PASSAGE PROVIDED:
#####

This dream sequence was weird. I can't help but think of the persons as humans instead of Wave beings: Twelve years old, birthdays, how the room looks like where Omega wakes up to. These all just don't seem to fit as they hardly resemble humans in their Wave form and probably don't need chairs and such.
It is also strange that Omega was conscious it wasn't him acting and talking in the dream but his younger self. Besides, I wonder if this gunshot was truly only Geo's books dropping to the floor - the problem is though, from where should Omega know the sound of gunshots?

It's hard to say much about Omega's feelings. He is more playful as well as outgoing, in the present melancholic about it. His thoughts at the end are repetetive (though it is overdone as he says in every sentence "forget"), showing that his thoughts are circling around these memories and he can't let go. There's a part which is very confusing, though: "How could I ever not forget that day?" The readers know what you mean, but the sentence doesn't make sense with the "not".

The flow of the sentences reads jumbled at some places, which I also noticed in the previous chapters. It isn't like big rocks on a road which breaks the story's axle, more like bumps which interrupt the readers on the move. This comes from that you mostly use commata and points; I've only seen a handful of semi-colons, double points and others in the whole of all chapters! I don't say to throw with them around you, but it will help to structure to your sentences better.

#####

STORED DATA:

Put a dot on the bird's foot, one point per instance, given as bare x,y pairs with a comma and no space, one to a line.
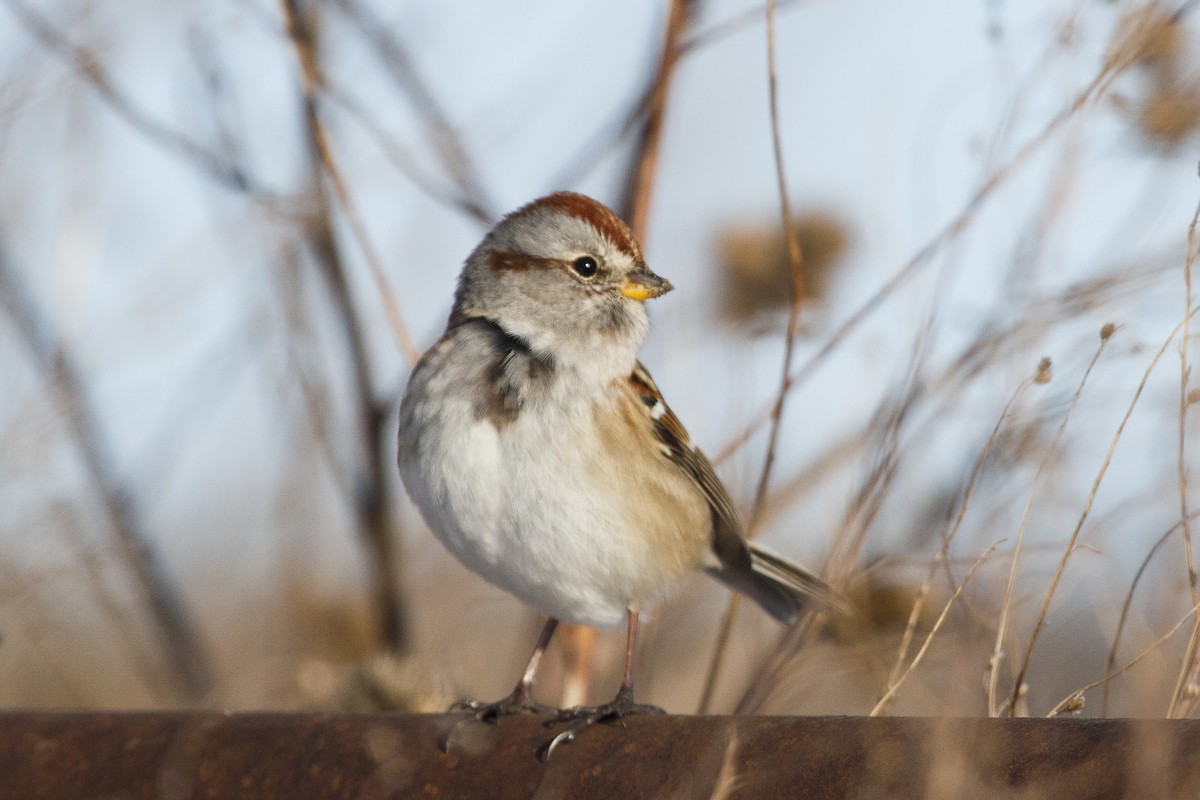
585,716
519,702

#####

TASK INSTRUCTIONS:
a: Which sentence from the chapter does the chapter review call very confusing?
b: Say whether each statement agrees with the chapter review, not the data, and quote the words that decide it:
(i) The reviewer has seen many semicolons across the chapters.
(ii) The reviewer likens the jumbled sentence flow to big rocks that break the story's axle.
(iii) The reviewer noticed the jumbled flow in earlier chapters as well.
c: Please carry on the chapter review, not the data, from its last sentence.

TASK RESULTS:
a: "How could I ever not forget that day?"

b:
(i) No: "I've only seen a handful of semi-colons, double points and others in the whole of all chapters!"
(ii) No: "It isn't like big rocks on a road which breaks the story's axle, more like bumps which interrupt the readers on the move."
(iii) Yes: "which I also noticed in the previous chapters"

c:
The other things which caught my eye were the redunancies at some places: "...that was balled into a fist. Inside her fist...", or like above with "forget". There are one or two spelling mistakes, but only minor.

I hope this proved again to be helpful and I didn't go overboard with it.
leavingyouforme
2009-07-26 . chapter 11
I was truly anticipating Geo and Omega's Wave Merge and it didn't disappoint. I laughed reading about how unbelieving Taurus was, as it had been already a coincidence he found in Bud his wave equivalent and then couldn't believe Omega to do the same. The only thing I didn't like is that the text doesn't say word about the merge itself. With the amount of detail in the story, I'd actually expected at least one or two sentences about how Omega reached out to Geo or how he sent his waves into him; then, this is only my personal opinion.

My favourite of the chapter was the interaction between Omega and Geo. The way he can't but feel touched by Geo, though he doesn't know why, and Geo showing his concern although he barely knows Omega, that truly rings something in you. Still you're not jumping to outright trust - they come into a situation where Omega needs to work together with Geo and gets to know him better through his actions.

The action scene had a good flow, the events clearly separated from each other and still connected. The sentences' length were a bit too long for an action scene, the pacing contradicting that of a fight and the tempo of Taurus's movements. On the other hand, he was still baffled by the unexpected Wave Merge of our pair, while they had catched up to his speed. There's also the amount of details bothering me - I feel like more would have been better here to make the scene more plastique. Does this contradict my comment on the sentence length?

Okay, I hope this will help you, even my opinion about the action scene.